◆ Records:
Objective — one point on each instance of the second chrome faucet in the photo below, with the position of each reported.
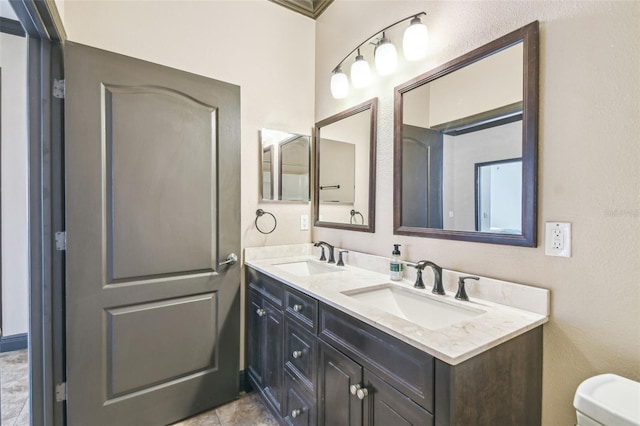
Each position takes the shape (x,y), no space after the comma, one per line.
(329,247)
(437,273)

---

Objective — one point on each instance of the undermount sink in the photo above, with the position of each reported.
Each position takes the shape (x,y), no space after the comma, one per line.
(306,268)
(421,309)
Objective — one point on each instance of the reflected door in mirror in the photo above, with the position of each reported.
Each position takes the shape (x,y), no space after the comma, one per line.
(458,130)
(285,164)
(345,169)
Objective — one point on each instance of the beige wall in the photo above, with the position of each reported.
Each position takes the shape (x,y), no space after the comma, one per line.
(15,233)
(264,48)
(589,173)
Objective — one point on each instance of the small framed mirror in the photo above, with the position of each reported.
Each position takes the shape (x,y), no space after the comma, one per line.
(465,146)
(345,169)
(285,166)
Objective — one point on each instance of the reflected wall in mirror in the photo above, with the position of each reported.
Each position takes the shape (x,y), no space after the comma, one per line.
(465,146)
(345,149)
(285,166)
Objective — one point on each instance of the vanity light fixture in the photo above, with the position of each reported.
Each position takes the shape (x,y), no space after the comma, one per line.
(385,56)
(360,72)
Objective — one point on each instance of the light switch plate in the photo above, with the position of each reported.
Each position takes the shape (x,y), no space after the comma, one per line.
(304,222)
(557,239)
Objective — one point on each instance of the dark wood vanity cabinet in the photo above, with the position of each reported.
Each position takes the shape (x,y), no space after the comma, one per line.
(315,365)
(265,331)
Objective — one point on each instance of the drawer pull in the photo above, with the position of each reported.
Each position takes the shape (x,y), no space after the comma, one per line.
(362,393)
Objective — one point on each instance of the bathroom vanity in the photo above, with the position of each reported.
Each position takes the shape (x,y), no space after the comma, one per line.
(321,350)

--

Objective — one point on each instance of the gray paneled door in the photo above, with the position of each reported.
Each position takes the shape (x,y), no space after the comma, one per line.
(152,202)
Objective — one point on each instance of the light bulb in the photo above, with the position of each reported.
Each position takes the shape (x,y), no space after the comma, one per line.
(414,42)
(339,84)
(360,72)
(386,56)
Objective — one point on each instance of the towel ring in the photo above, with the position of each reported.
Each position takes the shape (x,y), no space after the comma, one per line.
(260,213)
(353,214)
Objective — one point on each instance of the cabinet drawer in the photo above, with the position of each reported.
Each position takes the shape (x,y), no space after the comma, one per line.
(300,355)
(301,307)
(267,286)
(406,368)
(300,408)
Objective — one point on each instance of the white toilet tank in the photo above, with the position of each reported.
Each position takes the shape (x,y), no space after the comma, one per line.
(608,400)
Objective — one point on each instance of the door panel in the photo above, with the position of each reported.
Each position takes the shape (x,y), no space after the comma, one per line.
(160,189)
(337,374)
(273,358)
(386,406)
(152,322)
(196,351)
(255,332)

◆ Work to complete: Please output the lines of the listing above that fall in the stretch from the one with "Objective — one point on each instance of the light bulb" through the one with "Objective — one point on each instance of the towel", exactly and only those.

◆ Answer box:
Objective — one point on each instance of the light bulb in the photo above, with the position of each reported.
Each position takes the shape (x,y), no space after the comma, one per line.
(414,42)
(339,84)
(360,72)
(386,56)
Objective — one point on each instance of the towel ring in the photo above, with the position of each reported.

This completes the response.